[Point annotation dataset rows]
──────
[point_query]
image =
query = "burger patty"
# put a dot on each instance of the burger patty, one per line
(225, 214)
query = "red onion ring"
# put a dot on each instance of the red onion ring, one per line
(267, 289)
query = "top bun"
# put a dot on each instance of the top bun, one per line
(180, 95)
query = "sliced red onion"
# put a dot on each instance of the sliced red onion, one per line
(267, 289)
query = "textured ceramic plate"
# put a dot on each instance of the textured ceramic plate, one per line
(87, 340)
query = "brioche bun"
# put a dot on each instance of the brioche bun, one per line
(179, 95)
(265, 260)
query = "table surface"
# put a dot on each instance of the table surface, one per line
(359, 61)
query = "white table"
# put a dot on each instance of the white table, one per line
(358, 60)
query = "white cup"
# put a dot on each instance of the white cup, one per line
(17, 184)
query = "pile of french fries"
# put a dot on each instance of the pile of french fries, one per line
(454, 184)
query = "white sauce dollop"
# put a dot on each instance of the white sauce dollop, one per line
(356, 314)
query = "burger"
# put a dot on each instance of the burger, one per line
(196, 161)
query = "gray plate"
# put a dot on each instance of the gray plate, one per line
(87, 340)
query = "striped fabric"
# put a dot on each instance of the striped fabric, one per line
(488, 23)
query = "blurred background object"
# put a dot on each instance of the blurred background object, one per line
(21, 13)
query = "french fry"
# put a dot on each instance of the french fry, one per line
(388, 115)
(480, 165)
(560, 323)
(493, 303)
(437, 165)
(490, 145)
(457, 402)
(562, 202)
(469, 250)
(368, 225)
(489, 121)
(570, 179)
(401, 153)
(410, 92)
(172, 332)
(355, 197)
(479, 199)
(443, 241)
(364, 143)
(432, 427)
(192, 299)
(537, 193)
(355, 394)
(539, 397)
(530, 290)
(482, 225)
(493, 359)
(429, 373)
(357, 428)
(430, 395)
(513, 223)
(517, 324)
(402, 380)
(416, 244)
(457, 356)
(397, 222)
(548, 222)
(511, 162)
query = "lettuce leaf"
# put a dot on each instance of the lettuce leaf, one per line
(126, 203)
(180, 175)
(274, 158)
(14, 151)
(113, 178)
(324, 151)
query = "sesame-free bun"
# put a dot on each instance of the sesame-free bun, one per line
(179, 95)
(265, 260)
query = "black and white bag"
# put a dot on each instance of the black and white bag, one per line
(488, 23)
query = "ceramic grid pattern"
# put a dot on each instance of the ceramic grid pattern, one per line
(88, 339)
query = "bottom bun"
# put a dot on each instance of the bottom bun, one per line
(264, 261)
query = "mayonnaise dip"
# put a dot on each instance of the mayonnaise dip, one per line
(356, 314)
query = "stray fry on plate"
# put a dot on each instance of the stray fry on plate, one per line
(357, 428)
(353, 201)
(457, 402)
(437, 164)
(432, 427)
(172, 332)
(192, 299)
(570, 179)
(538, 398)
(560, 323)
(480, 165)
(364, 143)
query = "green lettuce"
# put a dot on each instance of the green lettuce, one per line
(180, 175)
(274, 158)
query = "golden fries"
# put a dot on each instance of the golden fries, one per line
──────
### Exercise aim
Which lines of the rows above contain the string "french", counting case? Copy each of those lines in full.

### Expected answer
query = "pile of french fries"
# put a dot on each instance of the pile of french fries, one per line
query = "french fry"
# put a dot on each instance of the french fry, one per line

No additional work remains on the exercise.